Literatura que no pasa por literatura
De Chaves Nogales a Gutiérrez Solana. Y los impresionantes reportajes de Rebecca West sobre el Juicio de Nuremberg, el libro sobre cementerios civiles de José Jiménez Lozano, el fascinante libro sobre cómo funciona la mente de Pinker, el ’18 Brumario’ de Marx, Las enseñanzas de Don Juan de Castaneda. Una reflexión sobre los libros que más le han impactado al autor en los últimos años y que muchos, en puridad, no los consideran literatura. ¿Por qué no considerar literatura a la literatura que nunca pasa por literatura? ¿Por qué no devolver a la literatura su concepción antigua?

• **Filas**
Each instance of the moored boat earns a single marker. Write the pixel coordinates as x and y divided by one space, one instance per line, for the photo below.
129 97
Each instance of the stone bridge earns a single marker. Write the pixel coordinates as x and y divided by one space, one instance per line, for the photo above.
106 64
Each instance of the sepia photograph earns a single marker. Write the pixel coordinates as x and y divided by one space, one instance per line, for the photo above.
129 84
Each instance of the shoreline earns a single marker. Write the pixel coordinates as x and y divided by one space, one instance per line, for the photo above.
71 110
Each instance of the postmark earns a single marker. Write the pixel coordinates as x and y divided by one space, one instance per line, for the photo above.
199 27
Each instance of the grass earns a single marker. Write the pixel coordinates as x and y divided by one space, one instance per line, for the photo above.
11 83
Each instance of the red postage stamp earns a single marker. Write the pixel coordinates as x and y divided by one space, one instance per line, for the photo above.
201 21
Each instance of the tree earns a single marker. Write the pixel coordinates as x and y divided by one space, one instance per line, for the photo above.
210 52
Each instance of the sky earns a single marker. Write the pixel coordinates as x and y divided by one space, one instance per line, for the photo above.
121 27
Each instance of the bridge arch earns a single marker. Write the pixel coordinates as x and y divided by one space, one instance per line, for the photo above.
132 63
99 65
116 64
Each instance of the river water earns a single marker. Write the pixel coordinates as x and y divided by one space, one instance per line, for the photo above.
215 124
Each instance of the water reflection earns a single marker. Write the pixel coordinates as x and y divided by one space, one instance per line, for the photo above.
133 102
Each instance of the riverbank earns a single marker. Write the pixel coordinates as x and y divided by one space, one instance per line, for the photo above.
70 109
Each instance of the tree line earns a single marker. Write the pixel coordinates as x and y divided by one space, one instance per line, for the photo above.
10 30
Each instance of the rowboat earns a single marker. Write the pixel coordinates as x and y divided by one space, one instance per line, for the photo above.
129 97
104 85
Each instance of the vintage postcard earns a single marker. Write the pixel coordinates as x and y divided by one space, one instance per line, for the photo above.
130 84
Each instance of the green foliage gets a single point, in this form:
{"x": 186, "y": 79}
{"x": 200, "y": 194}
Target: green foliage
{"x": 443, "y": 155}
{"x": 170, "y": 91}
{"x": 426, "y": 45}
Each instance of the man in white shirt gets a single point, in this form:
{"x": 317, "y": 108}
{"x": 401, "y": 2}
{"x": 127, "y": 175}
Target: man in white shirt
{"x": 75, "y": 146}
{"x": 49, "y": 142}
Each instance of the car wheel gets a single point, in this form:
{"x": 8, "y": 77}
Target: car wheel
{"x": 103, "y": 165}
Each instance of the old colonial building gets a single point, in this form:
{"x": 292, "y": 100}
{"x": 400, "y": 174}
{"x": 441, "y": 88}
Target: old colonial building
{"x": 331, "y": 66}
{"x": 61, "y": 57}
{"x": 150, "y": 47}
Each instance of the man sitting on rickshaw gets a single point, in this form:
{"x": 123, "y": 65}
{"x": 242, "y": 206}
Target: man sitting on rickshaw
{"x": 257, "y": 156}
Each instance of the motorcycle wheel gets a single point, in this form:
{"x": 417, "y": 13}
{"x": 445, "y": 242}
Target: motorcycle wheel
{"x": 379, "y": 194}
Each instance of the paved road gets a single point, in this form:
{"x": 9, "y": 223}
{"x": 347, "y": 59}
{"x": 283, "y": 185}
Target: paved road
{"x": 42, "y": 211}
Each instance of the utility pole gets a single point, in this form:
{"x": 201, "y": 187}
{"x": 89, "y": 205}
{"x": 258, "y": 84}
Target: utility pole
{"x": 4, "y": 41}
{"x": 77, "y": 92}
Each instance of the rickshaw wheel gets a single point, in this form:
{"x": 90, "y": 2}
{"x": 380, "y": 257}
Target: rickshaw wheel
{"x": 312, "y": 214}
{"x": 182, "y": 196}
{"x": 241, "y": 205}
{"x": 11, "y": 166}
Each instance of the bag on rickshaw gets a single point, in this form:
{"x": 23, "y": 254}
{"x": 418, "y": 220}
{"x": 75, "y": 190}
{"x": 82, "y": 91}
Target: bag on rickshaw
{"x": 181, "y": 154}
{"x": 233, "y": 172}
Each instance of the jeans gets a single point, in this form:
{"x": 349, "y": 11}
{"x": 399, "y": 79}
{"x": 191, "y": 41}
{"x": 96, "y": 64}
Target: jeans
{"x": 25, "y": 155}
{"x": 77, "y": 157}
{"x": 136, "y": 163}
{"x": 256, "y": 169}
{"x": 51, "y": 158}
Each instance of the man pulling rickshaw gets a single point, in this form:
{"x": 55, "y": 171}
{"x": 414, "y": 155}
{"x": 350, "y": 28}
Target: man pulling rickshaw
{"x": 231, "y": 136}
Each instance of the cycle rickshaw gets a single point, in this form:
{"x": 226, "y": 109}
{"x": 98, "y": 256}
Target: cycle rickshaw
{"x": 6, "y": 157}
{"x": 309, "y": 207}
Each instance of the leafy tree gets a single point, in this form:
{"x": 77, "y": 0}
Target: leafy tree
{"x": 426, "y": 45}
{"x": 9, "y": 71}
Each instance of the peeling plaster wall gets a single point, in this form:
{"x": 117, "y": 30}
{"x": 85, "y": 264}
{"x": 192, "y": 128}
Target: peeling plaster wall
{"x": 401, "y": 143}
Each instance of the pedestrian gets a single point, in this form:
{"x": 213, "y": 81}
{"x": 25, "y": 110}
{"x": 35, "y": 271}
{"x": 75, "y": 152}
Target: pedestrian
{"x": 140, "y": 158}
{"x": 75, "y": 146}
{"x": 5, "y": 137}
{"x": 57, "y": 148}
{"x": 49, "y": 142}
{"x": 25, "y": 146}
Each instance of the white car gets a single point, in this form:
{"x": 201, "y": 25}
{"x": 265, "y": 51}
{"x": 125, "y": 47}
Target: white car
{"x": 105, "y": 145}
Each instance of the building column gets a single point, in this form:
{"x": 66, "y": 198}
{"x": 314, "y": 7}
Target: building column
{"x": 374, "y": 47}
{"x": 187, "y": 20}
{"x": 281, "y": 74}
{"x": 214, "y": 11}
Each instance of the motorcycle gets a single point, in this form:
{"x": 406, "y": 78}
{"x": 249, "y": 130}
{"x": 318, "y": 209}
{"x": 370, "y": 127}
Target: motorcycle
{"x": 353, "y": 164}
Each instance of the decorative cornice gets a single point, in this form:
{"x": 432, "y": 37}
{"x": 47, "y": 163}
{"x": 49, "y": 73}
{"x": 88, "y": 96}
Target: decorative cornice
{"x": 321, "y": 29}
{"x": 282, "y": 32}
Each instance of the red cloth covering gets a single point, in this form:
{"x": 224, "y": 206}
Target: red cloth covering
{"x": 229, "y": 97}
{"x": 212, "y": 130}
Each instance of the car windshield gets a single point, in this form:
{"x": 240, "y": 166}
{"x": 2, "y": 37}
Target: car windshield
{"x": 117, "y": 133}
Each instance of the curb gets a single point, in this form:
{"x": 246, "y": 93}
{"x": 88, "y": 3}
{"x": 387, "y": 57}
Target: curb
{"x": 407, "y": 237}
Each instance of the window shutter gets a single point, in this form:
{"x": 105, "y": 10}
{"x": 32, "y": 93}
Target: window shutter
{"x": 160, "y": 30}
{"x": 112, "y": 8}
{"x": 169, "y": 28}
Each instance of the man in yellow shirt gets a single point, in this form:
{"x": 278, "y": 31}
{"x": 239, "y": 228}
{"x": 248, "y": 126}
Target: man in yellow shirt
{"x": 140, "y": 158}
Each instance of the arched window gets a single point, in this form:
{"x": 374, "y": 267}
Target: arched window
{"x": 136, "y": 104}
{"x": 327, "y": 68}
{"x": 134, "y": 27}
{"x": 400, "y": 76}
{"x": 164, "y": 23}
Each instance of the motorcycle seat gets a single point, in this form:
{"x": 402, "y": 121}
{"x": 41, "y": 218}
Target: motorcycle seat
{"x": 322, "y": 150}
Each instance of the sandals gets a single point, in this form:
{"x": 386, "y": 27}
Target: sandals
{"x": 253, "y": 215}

• **Instrucciones a seguir**
Determine si cada afirmación concuerda con el texto proporcionado y responda sí o no junto con las palabras decisivas del texto, citadas literalmente: 1. El texto menciona un libro de José Jiménez Lozano sobre cementerios civiles. 2. El texto califica de aburrido el libro de Pinker sobre la mente. 3. Según el texto, muchos no consideran literatura esos libros.

• **Ejercicio resuelto**
1. Sí: «el libro sobre cementerios civiles de José Jiménez Lozano».
2. No: «el fascinante libro sobre cómo funciona la mente de Pinker».
3. Sí: «muchos, en puridad, no los consideran literatura».